▶ SHORT TASK
Counting only matches in the same case, how many of the lines below contain the word "white"? Reply with the number alone.

Records of labeled points
>> BEGIN

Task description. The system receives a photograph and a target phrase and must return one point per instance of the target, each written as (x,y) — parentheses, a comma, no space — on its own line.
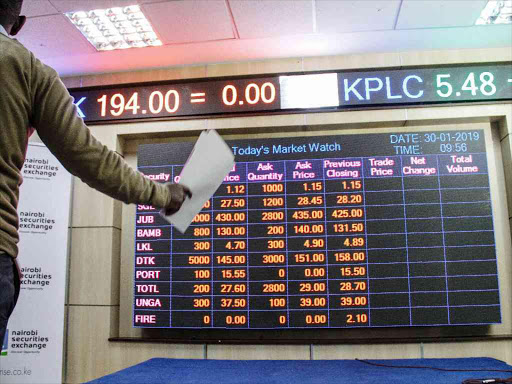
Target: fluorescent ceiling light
(115,28)
(496,12)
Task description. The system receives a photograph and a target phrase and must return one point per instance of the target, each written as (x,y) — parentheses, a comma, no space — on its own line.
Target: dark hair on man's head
(10,10)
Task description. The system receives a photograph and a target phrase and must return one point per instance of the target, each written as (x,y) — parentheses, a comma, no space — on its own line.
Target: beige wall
(100,261)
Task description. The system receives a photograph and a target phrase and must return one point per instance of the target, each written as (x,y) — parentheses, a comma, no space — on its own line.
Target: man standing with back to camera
(33,97)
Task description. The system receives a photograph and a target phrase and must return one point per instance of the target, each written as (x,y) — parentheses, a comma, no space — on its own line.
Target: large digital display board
(288,93)
(359,230)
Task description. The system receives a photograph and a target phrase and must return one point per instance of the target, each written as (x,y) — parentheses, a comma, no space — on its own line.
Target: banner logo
(5,343)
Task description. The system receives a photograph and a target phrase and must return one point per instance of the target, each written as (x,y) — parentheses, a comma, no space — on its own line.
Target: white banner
(33,347)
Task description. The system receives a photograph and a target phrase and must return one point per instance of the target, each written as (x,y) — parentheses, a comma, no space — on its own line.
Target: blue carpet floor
(180,371)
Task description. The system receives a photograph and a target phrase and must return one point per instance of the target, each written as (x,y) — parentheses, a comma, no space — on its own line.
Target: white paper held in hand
(209,163)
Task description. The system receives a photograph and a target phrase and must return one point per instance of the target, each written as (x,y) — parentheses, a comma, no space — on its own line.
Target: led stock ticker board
(363,230)
(330,91)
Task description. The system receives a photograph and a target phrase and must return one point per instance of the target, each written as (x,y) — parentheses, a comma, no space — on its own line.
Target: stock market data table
(370,230)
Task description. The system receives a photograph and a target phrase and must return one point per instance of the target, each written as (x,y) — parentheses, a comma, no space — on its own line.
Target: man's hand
(178,194)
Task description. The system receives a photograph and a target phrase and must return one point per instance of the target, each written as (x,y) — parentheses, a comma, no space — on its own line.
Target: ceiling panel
(265,18)
(88,5)
(439,13)
(334,16)
(53,36)
(33,8)
(190,21)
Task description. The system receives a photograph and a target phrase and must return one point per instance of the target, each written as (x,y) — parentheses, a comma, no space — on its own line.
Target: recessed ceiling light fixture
(496,12)
(115,28)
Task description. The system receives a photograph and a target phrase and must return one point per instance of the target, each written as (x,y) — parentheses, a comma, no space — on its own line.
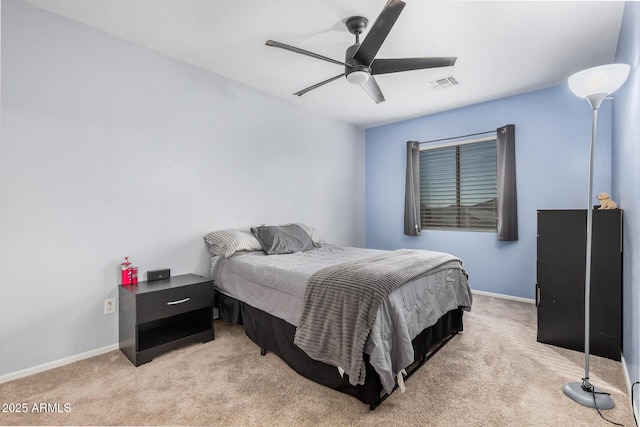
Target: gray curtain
(507,195)
(412,190)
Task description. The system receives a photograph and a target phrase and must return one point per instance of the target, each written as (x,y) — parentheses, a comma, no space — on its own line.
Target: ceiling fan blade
(378,32)
(302,51)
(317,85)
(384,66)
(373,90)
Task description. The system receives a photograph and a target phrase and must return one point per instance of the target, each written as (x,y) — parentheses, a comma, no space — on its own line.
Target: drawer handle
(178,301)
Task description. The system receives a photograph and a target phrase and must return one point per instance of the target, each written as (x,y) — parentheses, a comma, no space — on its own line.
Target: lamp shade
(604,79)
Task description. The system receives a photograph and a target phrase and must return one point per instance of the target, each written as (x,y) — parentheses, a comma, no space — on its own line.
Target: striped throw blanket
(341,303)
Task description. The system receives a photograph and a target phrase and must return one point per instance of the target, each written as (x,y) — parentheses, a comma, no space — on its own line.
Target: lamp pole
(593,84)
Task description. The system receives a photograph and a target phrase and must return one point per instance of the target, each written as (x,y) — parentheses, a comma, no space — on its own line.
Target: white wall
(109,149)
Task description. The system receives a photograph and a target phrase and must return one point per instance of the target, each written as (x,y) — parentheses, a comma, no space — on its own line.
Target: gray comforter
(276,284)
(341,304)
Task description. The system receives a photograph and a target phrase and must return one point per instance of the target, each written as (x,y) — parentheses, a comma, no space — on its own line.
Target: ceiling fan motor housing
(355,72)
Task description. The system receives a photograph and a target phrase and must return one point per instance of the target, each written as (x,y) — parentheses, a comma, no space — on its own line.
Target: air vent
(443,83)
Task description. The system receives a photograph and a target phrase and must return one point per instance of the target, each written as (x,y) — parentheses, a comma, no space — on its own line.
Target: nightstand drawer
(173,301)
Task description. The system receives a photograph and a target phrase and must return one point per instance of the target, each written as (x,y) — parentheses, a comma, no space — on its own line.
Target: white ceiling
(503,48)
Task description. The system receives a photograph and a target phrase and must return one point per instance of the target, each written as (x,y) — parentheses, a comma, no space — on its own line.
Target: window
(458,186)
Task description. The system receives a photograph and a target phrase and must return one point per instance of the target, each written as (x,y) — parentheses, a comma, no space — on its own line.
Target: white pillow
(228,242)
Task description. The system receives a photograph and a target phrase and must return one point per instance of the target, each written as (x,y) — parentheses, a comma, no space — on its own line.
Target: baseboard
(629,383)
(56,363)
(502,296)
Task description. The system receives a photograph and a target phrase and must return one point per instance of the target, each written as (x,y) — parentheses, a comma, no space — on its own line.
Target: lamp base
(597,399)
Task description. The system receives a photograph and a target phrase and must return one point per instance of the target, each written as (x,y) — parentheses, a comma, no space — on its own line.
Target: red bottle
(134,275)
(126,269)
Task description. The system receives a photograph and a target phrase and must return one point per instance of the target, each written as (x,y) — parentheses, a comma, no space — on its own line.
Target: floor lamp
(593,84)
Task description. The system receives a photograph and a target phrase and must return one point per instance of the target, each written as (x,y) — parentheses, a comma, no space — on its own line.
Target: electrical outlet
(109,306)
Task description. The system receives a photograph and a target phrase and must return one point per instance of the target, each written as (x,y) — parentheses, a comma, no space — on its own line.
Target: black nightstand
(156,317)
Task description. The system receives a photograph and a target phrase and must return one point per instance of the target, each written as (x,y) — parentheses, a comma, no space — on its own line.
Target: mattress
(276,284)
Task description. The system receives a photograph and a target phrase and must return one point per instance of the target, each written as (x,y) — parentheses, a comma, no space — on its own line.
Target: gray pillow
(283,239)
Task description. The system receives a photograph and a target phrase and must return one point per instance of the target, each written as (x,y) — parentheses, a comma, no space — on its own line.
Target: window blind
(458,186)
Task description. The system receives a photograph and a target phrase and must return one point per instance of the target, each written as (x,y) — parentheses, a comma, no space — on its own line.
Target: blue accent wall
(626,184)
(553,129)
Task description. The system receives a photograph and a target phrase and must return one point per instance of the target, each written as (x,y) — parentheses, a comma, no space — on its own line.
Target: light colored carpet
(492,374)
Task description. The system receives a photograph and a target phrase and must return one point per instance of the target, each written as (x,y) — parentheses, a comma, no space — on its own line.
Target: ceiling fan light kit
(361,64)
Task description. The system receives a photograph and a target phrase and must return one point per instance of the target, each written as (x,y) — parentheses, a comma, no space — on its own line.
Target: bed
(357,320)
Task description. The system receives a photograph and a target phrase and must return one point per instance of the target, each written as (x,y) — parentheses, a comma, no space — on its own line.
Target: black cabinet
(560,289)
(156,317)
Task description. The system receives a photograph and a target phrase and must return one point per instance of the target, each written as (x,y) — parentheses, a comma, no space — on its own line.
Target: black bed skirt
(275,335)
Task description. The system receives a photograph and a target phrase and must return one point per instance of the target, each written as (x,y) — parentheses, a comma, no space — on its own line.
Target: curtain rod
(456,137)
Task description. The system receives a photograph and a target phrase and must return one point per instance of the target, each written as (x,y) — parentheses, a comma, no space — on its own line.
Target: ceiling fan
(360,64)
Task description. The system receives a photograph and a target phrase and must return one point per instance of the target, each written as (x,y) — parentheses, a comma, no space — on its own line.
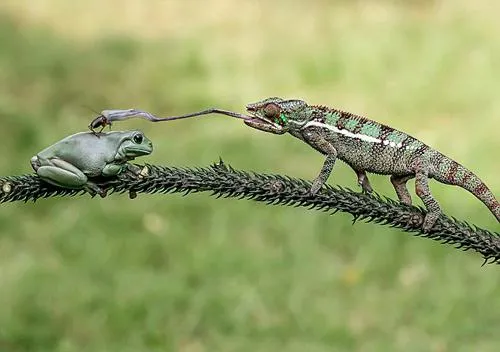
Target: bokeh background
(194,274)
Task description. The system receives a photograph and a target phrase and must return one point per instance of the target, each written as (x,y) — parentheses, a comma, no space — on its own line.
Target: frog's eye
(271,111)
(138,138)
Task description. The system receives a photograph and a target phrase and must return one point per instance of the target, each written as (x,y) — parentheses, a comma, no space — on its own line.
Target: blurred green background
(194,274)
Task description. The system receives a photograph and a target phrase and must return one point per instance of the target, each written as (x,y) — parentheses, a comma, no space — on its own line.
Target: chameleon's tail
(451,172)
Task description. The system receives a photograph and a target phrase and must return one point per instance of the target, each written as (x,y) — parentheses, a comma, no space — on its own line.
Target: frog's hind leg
(61,173)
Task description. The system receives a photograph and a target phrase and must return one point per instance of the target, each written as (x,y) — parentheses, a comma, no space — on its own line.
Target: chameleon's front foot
(316,186)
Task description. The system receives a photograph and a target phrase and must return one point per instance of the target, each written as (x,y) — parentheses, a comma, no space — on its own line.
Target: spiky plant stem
(224,181)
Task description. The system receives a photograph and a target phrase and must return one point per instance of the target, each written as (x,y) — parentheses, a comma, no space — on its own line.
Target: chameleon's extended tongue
(107,117)
(203,112)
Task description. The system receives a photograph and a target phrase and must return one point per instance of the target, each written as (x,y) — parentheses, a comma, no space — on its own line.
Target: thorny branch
(224,181)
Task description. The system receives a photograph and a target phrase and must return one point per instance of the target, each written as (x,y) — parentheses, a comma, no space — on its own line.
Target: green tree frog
(70,162)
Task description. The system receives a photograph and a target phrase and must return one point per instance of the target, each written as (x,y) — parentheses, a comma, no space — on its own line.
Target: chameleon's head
(277,115)
(134,144)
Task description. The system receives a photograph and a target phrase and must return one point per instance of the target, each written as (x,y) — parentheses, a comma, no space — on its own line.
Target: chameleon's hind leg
(363,181)
(423,191)
(399,183)
(319,143)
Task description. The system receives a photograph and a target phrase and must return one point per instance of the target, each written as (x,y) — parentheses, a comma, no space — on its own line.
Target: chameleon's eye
(138,138)
(271,111)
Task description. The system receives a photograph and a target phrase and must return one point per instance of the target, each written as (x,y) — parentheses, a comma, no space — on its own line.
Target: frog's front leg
(63,174)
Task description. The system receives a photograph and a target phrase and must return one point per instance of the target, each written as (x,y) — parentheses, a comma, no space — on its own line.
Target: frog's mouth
(135,152)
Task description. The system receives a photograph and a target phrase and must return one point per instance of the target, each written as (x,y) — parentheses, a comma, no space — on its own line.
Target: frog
(74,160)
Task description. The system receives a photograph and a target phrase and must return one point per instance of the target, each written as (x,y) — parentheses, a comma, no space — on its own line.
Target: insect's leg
(399,183)
(363,181)
(318,142)
(423,191)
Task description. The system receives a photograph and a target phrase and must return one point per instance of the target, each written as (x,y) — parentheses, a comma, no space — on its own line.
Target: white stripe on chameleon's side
(346,133)
(360,136)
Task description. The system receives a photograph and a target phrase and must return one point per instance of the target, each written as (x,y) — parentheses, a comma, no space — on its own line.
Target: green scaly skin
(368,146)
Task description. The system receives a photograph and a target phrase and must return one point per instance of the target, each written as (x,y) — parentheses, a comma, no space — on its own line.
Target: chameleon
(368,147)
(70,162)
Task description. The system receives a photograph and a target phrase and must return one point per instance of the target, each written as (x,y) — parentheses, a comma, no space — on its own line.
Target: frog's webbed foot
(93,189)
(135,172)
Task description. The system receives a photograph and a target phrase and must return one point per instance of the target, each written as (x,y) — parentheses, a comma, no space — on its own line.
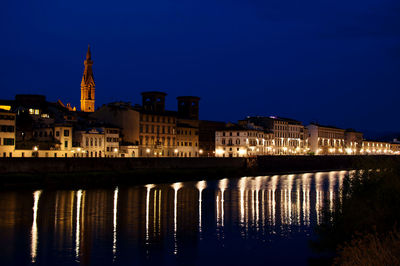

>> END

▶ SOLUTION
6